• [Passage]:
PLANT CITY — When Ashley Allen learned Plant City Entertainment had won the rights to perform Les Misérables, the Riverview lawyer barely hesitated: She showed up with about 100 other actors and singers for the all-day audition, hoping at least for a part in the chorus.
"It's a classic," Allen said. "If you've grown up in theater, you know the musical."
The show has enjoyed long runs on Broadway dating to the 1980s and last year was introduced to a new generation with the movie starring Hugh Jackman and Academy Award-winner Anne Hathaway, but only recently had it become available to community theaters. Plant City Entertainment won the rights in February and started rehearsals in April.
The company's nine performances are scheduled July 19 to Aug. 3. Tickets are $14.
Allen, 29, plays Cosette, one of four female leads and arguably the most sought-after of the female roles.
The day of the audition, she showed up aiming for Cosette but had doubts after assessing the talent around her also vying for the role.

Dataset items:
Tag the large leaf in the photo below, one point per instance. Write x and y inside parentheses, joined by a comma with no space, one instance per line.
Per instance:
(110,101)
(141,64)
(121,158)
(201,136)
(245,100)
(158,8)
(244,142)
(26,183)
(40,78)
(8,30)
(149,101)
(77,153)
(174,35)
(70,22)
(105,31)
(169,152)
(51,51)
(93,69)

• [What you have to do]: Continue the article about Plant City Entertainment's production of Les Misérables from the point where it stops.

• [Result]:
Allen, who runs her fledgling law practice from home, says that like other actors in the show, her love of community theater started in childhood and never died out. She has no illusions about pursuing an acting career and said the daily juggling — motherhood, her law practice and acting — is worth it once she steps on stage. Allen and her husband, Lyle, who works for the Veterans Administration, have a 2-year-old daughter, Violet.
"It's definitely a commitment to do community theater," Allen said. "After the last show (Godspell, with the Village Players in Valrico), I wasn't sure I wanted to do it again, leaving my husband two to five nights a week to take care of our daughter."
Domin Pazo, the show's director, said he's glad she auditioned.
"She's got pipes," said Pazo, 45, who's been involved with Plant City Entertainment for 20 years.
The role of Cosette came down to seven women, he said. Allen "had an innocent look with a strong voice" that made her stand out.
Performing on stage provides an outlet, Allen said.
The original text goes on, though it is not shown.